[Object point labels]
● ● ●

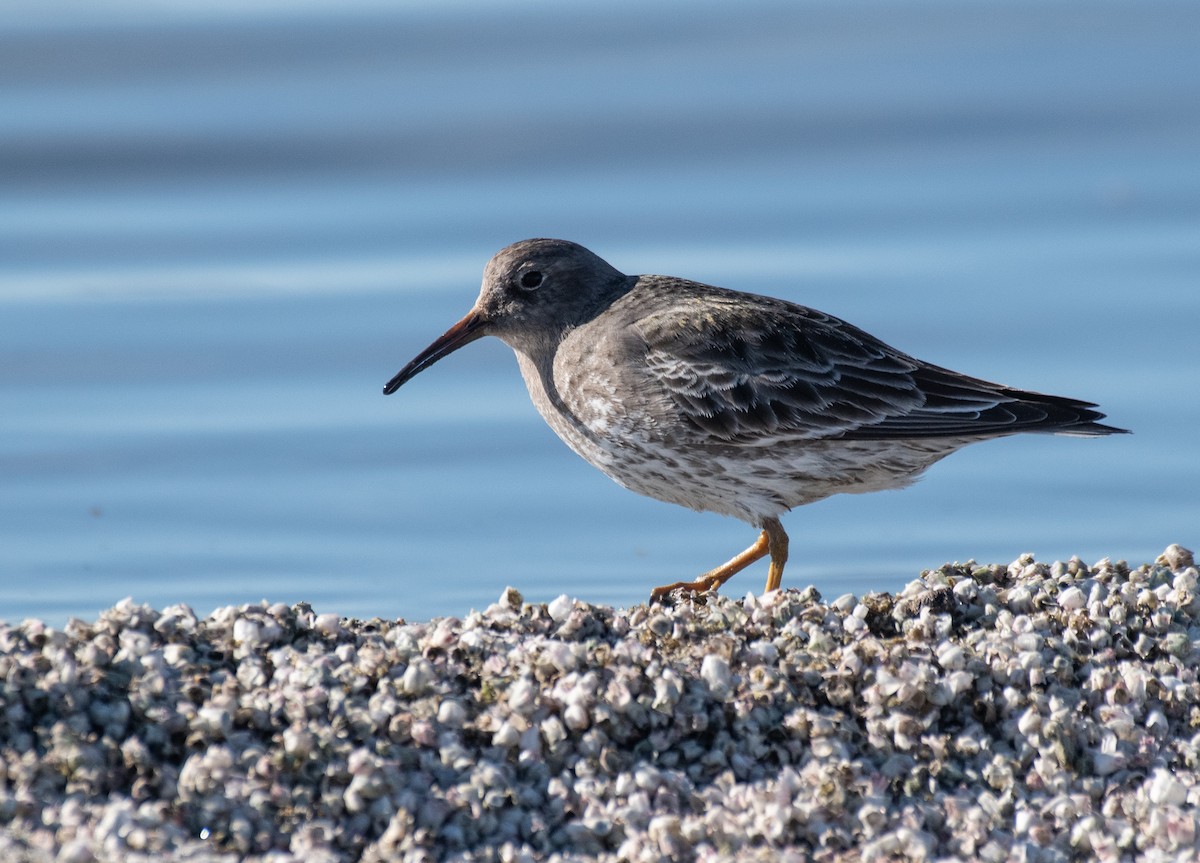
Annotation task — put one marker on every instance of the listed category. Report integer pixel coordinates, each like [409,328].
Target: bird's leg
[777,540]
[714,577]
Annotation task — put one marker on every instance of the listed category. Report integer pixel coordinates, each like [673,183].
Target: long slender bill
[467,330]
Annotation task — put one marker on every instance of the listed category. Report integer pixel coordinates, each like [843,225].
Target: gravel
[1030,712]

● ● ●

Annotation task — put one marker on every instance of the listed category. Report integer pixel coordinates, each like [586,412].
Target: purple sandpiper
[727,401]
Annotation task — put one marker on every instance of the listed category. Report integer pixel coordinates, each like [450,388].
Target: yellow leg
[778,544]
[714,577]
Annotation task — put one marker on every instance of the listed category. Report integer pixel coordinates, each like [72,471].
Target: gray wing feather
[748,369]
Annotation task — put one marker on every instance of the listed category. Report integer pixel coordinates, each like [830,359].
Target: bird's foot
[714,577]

● ● ●

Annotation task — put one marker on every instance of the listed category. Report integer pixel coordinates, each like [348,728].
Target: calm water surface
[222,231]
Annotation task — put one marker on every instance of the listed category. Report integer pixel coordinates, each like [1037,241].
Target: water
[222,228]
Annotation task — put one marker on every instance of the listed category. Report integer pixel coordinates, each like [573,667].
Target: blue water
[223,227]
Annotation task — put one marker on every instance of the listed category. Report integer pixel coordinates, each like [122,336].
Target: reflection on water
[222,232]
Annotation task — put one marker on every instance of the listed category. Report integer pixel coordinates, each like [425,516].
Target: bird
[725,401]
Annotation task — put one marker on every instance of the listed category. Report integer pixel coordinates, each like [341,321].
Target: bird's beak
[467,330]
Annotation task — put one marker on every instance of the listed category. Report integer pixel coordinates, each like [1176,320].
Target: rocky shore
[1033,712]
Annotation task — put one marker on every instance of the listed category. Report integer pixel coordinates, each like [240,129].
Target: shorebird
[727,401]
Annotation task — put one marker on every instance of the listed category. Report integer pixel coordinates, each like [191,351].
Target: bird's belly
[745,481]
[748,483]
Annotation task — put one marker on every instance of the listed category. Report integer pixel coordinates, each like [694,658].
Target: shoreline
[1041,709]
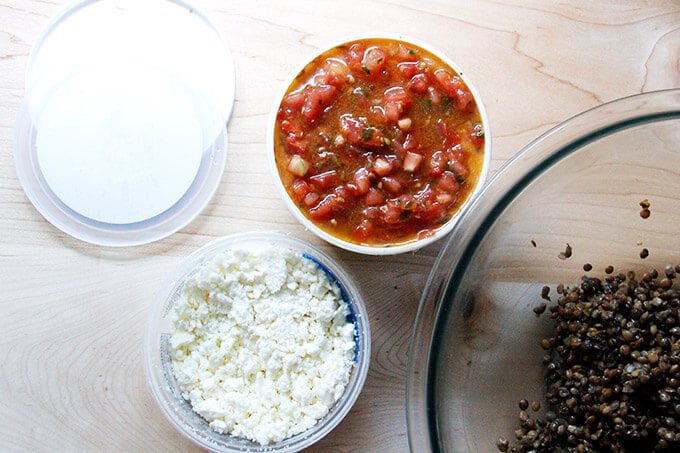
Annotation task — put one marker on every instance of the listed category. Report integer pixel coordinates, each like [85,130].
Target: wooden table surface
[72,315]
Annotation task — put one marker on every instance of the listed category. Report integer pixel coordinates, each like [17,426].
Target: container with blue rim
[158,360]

● ● ●

Task: Tally the lines of the listing above that contain the string "blue", and give only that number.

Expected output: 2